╭─ Material provided

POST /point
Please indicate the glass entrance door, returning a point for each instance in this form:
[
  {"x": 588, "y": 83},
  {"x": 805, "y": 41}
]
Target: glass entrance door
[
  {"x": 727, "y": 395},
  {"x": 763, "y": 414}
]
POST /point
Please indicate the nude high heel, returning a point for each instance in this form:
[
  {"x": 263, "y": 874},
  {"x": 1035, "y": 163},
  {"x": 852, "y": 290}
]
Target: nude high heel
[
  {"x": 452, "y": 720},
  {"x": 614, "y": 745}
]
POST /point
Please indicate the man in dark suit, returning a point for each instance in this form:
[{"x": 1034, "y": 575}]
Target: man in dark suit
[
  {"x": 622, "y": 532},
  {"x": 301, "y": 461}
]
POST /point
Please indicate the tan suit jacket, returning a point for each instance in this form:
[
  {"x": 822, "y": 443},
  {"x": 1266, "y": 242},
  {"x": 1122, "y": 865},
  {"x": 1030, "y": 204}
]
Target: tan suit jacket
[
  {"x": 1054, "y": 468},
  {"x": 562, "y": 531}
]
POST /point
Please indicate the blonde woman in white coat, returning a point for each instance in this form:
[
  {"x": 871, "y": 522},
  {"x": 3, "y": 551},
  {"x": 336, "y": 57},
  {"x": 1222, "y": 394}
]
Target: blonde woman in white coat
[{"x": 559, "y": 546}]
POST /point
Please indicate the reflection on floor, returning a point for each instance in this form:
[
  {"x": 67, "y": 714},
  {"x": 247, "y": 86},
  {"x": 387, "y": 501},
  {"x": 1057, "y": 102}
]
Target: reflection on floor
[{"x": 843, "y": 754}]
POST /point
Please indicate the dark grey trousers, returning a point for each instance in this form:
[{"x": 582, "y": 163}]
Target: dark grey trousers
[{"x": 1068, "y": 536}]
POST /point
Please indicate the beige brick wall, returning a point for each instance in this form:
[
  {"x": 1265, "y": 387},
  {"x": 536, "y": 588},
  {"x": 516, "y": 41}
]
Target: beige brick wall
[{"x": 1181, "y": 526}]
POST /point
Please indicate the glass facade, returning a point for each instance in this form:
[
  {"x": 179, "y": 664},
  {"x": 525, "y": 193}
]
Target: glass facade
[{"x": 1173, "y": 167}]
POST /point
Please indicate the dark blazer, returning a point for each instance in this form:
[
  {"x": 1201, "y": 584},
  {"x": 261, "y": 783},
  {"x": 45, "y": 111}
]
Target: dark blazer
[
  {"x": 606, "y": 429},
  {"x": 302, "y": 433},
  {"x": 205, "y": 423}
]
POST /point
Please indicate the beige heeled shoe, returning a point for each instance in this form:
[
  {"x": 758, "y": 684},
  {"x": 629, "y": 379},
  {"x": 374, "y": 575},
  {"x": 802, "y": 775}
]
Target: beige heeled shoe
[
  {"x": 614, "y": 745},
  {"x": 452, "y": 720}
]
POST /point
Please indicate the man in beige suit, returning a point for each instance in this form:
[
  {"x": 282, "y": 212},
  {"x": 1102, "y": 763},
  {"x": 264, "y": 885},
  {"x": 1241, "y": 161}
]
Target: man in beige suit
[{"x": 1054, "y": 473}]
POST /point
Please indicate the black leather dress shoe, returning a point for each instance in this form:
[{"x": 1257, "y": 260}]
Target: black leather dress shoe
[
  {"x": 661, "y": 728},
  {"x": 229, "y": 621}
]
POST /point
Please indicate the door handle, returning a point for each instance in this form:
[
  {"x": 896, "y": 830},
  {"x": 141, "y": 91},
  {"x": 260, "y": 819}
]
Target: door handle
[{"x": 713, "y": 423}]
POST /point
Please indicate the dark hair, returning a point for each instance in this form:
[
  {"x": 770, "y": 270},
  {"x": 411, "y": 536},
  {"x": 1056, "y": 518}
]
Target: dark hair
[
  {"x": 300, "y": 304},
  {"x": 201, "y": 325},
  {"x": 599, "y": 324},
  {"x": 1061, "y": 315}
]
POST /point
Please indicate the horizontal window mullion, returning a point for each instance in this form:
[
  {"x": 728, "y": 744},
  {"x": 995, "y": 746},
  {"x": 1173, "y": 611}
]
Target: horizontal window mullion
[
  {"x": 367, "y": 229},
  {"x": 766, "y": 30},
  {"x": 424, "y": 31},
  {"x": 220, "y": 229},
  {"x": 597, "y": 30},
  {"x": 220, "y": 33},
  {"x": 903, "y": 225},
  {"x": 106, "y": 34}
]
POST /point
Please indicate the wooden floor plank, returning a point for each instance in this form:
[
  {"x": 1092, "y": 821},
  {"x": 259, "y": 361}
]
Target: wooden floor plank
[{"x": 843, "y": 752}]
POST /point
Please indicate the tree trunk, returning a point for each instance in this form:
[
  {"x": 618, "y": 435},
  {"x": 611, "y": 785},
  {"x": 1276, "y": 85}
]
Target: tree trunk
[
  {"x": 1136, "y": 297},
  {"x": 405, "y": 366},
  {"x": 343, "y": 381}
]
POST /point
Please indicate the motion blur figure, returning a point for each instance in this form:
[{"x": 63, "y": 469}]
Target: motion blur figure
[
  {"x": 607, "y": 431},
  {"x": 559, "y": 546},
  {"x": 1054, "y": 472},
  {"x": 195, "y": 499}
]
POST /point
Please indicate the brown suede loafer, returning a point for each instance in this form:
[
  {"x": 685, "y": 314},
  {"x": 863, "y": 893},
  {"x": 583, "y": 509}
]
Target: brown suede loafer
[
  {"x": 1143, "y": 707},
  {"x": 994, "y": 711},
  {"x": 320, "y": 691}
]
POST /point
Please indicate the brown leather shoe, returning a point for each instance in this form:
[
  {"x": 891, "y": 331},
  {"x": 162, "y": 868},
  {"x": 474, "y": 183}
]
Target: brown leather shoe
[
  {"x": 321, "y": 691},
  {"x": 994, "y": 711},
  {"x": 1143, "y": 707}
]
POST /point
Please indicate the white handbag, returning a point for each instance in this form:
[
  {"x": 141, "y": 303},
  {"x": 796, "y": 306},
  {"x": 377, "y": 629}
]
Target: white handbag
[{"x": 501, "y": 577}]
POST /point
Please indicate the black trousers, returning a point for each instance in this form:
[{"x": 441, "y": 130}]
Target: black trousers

╰─

| Set problem |
Reproduce the complete set of lines precisely as supplied.

| Answer for the task |
POST /point
Please indicate the glass entrance door, returning a point for each instance in this form:
[
  {"x": 588, "y": 83},
  {"x": 805, "y": 41}
]
Target: glass entrance door
[
  {"x": 727, "y": 395},
  {"x": 763, "y": 414}
]
POST /point
Please indicate the nude high heel, returning a point for each instance in this form:
[
  {"x": 263, "y": 874},
  {"x": 1035, "y": 163},
  {"x": 852, "y": 290}
]
Target: nude high heel
[
  {"x": 452, "y": 720},
  {"x": 614, "y": 745}
]
POST /point
Please indicate the man in dark suit, returning a point for each instance in this form:
[{"x": 1034, "y": 575}]
Target: man in dark suit
[
  {"x": 622, "y": 532},
  {"x": 301, "y": 461}
]
POST /point
Please indicate the tan suit jacket, returning a point for each instance in this form:
[
  {"x": 822, "y": 443},
  {"x": 1266, "y": 242},
  {"x": 1122, "y": 865},
  {"x": 1030, "y": 204}
]
Target: tan suit jacket
[
  {"x": 1054, "y": 468},
  {"x": 562, "y": 531}
]
POST /point
Please indicate the blonde woman in white coat, returning a point for each instance in this form:
[
  {"x": 871, "y": 522},
  {"x": 3, "y": 551},
  {"x": 336, "y": 57},
  {"x": 1222, "y": 394}
]
Target: blonde woman in white coat
[{"x": 559, "y": 546}]
POST /point
Please indicate the reflection on floor, returning a point for each instance in this form:
[
  {"x": 67, "y": 714},
  {"x": 247, "y": 86},
  {"x": 387, "y": 501},
  {"x": 1057, "y": 102}
]
Target: reflection on floor
[{"x": 843, "y": 754}]
POST /point
Please indicate the dark grey trousers, returning a point for each instance in this form:
[{"x": 582, "y": 163}]
Target: dark grey trousers
[{"x": 1068, "y": 536}]
POST /point
Please indicate the beige brick wall, returning a point for each instance in this form:
[
  {"x": 1265, "y": 387},
  {"x": 536, "y": 588},
  {"x": 516, "y": 41}
]
Target: beige brick wall
[{"x": 1181, "y": 526}]
POST /point
Please indicate the glass facade, returning a point for each instance in this form:
[
  {"x": 179, "y": 664},
  {"x": 525, "y": 193}
]
Target: glass facade
[{"x": 1173, "y": 167}]
POST /point
Please indicate the dark blazer, returning a point for each instance in this form:
[
  {"x": 1201, "y": 584},
  {"x": 261, "y": 783},
  {"x": 45, "y": 111}
]
Target: dark blazer
[
  {"x": 606, "y": 429},
  {"x": 302, "y": 433},
  {"x": 205, "y": 423}
]
POST /point
Please indicate the beige heeled shoe, returning a point for each instance in this form:
[
  {"x": 758, "y": 684},
  {"x": 629, "y": 379},
  {"x": 374, "y": 575},
  {"x": 802, "y": 775}
]
Target: beige heeled shoe
[
  {"x": 614, "y": 745},
  {"x": 452, "y": 720}
]
POST /point
Please indicate the man in beige suit, returning a point for each instance in this form:
[
  {"x": 282, "y": 212},
  {"x": 1102, "y": 763},
  {"x": 264, "y": 885},
  {"x": 1241, "y": 161}
]
Target: man in beige suit
[{"x": 1054, "y": 473}]
POST /point
Please indicate the black leather dress shoe, returning a point for each instance in this form:
[{"x": 1257, "y": 260}]
Target: black leather dress shoe
[
  {"x": 661, "y": 728},
  {"x": 229, "y": 621}
]
POST /point
Please indicate the door handle, returning a point for each instance in this form:
[
  {"x": 896, "y": 830},
  {"x": 141, "y": 91},
  {"x": 260, "y": 819}
]
Target: door handle
[{"x": 713, "y": 423}]
POST /point
Please indicate the dark hair, returning a point for each instance in this form:
[
  {"x": 770, "y": 270},
  {"x": 411, "y": 536},
  {"x": 1056, "y": 518}
]
Target: dark hair
[
  {"x": 300, "y": 304},
  {"x": 201, "y": 325},
  {"x": 599, "y": 324},
  {"x": 1061, "y": 315}
]
POST /point
Please indicate the horizontal window mullion, returning a point for each instance in this form:
[
  {"x": 728, "y": 744},
  {"x": 995, "y": 746},
  {"x": 1173, "y": 611}
]
Target: horizontal window mullion
[
  {"x": 367, "y": 229},
  {"x": 766, "y": 30},
  {"x": 424, "y": 31},
  {"x": 220, "y": 229},
  {"x": 597, "y": 30},
  {"x": 220, "y": 33},
  {"x": 903, "y": 225},
  {"x": 106, "y": 34}
]
POST /point
Please indicate the wooden floor plank, returning a point for each instance in this form:
[
  {"x": 1092, "y": 821},
  {"x": 259, "y": 361}
]
Target: wooden floor plank
[{"x": 843, "y": 752}]
POST /point
Please indicate the tree trunk, returning a point for each instance in this form:
[
  {"x": 618, "y": 435},
  {"x": 611, "y": 785},
  {"x": 1276, "y": 85}
]
Target: tree trunk
[
  {"x": 1136, "y": 297},
  {"x": 405, "y": 366},
  {"x": 343, "y": 381}
]
POST /point
Please indicate the motion blur figure, returning a point for each instance in this form:
[{"x": 63, "y": 469}]
Target: motion blur figure
[
  {"x": 607, "y": 431},
  {"x": 559, "y": 546},
  {"x": 1054, "y": 472},
  {"x": 195, "y": 499}
]
POST /point
Please indicate the brown suede loafer, returning a point for each instance in this form:
[
  {"x": 685, "y": 314},
  {"x": 863, "y": 893},
  {"x": 583, "y": 509}
]
Target: brown suede loafer
[
  {"x": 1143, "y": 707},
  {"x": 994, "y": 711},
  {"x": 320, "y": 691}
]
POST /point
Please indicate the brown leather shoe, returning a point for each instance in this form:
[
  {"x": 891, "y": 331},
  {"x": 162, "y": 868},
  {"x": 474, "y": 183}
]
Target: brown leather shoe
[
  {"x": 321, "y": 691},
  {"x": 994, "y": 711},
  {"x": 1143, "y": 707}
]
POST /point
Please indicate the white handbag, returning a point for each instance in this form:
[
  {"x": 141, "y": 303},
  {"x": 796, "y": 306},
  {"x": 377, "y": 629}
]
Target: white handbag
[{"x": 501, "y": 577}]
POST /point
Please indicate the black trousers, returning a point for each instance in this form:
[{"x": 441, "y": 130}]
Target: black trousers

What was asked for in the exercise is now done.